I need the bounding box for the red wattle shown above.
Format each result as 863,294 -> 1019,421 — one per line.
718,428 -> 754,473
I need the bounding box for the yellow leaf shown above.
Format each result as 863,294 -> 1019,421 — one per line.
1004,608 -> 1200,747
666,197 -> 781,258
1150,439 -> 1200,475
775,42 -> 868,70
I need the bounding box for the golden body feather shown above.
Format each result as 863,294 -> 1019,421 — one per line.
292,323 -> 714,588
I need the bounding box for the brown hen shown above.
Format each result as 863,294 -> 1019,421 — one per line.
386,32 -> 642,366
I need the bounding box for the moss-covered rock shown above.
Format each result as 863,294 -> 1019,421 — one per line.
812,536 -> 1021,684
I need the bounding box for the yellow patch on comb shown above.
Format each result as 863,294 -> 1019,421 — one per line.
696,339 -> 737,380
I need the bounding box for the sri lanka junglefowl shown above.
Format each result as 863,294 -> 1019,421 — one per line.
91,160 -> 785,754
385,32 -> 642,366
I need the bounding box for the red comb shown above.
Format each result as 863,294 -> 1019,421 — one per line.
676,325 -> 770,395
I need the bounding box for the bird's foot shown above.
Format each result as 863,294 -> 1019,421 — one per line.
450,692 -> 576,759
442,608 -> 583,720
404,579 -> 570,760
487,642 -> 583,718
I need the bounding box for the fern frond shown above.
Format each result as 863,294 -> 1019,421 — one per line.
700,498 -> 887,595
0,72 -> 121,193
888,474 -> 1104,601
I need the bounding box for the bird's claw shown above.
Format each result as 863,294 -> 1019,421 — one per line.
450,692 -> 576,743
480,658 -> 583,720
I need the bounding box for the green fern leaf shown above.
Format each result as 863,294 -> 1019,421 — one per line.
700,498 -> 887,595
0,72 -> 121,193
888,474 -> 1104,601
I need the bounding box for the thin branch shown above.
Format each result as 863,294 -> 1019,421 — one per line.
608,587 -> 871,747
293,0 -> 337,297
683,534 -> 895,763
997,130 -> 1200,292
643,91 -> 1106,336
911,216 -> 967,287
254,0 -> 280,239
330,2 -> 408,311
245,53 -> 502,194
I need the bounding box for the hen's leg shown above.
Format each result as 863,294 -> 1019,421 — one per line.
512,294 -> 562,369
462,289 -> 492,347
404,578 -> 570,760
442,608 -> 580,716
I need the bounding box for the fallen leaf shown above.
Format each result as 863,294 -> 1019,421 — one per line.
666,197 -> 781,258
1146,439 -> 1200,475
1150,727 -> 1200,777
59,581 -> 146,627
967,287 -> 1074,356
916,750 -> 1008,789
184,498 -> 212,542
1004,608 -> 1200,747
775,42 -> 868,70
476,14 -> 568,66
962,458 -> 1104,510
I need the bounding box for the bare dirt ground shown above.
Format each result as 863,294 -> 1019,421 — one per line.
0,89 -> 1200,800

######

• _TASK TO CARRY OUT_: Rescale the data starting with the line containing "I need the bounding box for the yellow leaf" and going on through the line containing "386,32 -> 642,366", rewriting only those lines, requests included, with each bounding-box coordinate in the answers multiplied by 0.65 and rounded to a whole number (halves up). Keep the numbers in the requests and their format samples as they are.

• _THE OUTPUT_:
I need the bounding box for the yellow leaf shown above.
Format each result as 863,294 -> 1019,421 — one per line.
653,395 -> 780,486
433,128 -> 508,168
748,285 -> 780,309
504,27 -> 564,46
I need the bounding box for the golden body feather shown above.
Format each result as 863,294 -> 1019,421 — one per line.
190,210 -> 464,382
I need the bounding box for the brown hen shown above.
Format each result as 863,294 -> 1019,421 — one per line.
251,21 -> 417,238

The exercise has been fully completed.